Among the records, how many lines carry the string "dress"? Give that number with nothing added.

DATASET EXCERPTS |
Start of Block

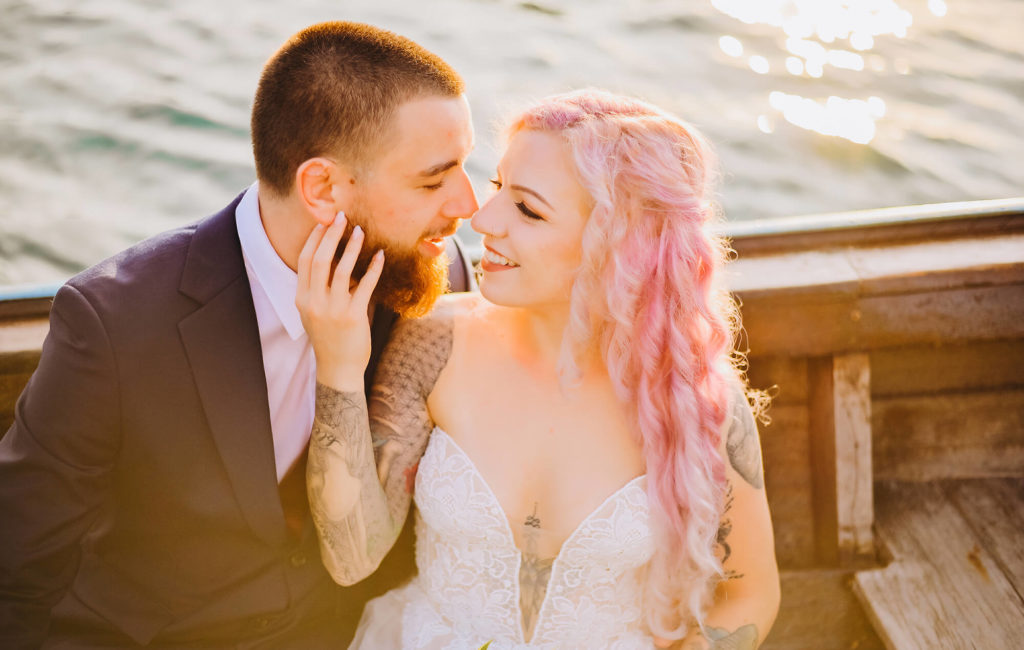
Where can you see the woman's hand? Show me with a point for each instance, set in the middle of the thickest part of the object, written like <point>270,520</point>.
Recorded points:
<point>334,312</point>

End of Block
Start of Block

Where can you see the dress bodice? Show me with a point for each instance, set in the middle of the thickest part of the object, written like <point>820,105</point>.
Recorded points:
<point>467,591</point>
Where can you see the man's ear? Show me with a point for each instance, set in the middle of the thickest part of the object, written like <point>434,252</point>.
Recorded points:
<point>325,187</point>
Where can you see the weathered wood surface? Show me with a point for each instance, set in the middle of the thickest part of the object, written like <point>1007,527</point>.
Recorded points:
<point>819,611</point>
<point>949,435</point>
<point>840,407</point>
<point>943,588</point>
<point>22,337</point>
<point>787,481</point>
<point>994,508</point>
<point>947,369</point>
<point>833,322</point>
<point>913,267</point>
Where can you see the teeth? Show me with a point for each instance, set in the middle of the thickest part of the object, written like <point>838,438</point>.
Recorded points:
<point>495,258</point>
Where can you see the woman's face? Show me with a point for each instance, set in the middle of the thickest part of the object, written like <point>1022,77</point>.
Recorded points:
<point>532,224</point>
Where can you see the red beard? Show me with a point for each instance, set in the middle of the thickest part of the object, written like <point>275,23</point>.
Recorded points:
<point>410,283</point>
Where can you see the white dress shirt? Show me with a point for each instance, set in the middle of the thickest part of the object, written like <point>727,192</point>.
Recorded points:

End of Block

PROBLEM SOLUTION |
2